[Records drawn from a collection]
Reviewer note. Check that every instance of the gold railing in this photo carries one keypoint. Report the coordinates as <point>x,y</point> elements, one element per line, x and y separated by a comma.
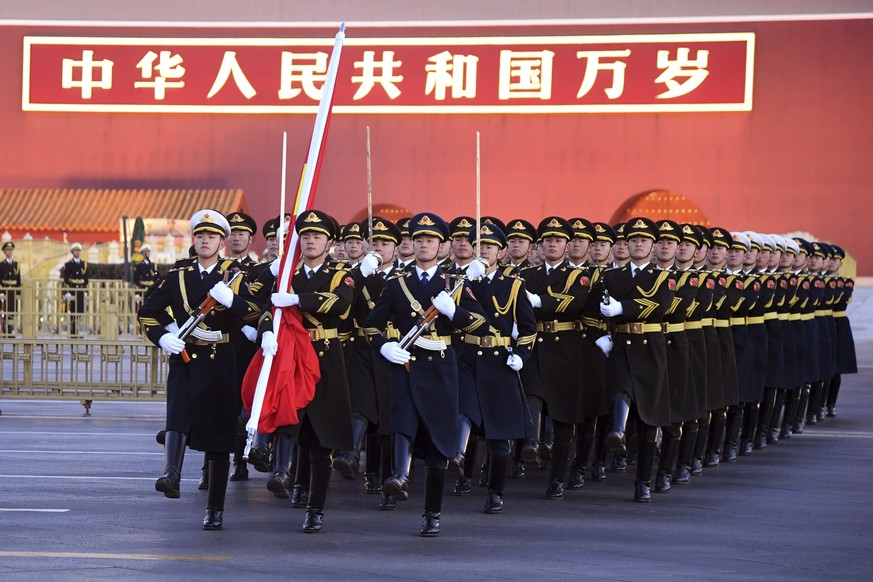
<point>48,308</point>
<point>86,370</point>
<point>107,358</point>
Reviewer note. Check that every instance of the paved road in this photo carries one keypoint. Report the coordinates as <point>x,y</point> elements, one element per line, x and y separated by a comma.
<point>77,502</point>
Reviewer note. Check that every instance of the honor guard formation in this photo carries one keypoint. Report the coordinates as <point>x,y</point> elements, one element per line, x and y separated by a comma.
<point>574,346</point>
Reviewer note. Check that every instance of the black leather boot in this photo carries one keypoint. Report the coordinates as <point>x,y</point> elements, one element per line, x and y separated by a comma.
<point>217,490</point>
<point>397,484</point>
<point>320,478</point>
<point>434,482</point>
<point>372,482</point>
<point>203,485</point>
<point>300,492</point>
<point>347,463</point>
<point>174,454</point>
<point>259,455</point>
<point>496,483</point>
<point>456,464</point>
<point>615,441</point>
<point>279,482</point>
<point>240,467</point>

EXERCISE INSTRUCTIONS:
Reproduce the listing word for word, starting with its first line and going on through the line that contains "<point>574,346</point>", and leave the pictures out.

RESULT FOR THIS TASK:
Reviewer note. Check that every instance of the gold railing in this photo carries one keypoint. Report the coordinates as <point>x,y</point> elements, one element per line, x and y separated by a comma.
<point>48,308</point>
<point>86,370</point>
<point>107,358</point>
Reviewer note. Check that every instance of the paved road in this photo carries one keypoint. Report the coordinates as <point>x,y</point> elements, one element per line, x and y separated by a comma.
<point>77,502</point>
Reviewer note. Check that every instance of the honor guard formation in this photo carries one keypoint. Report the coordinates as <point>x,y</point> elements, one element per line, x and y separated by a comma.
<point>574,346</point>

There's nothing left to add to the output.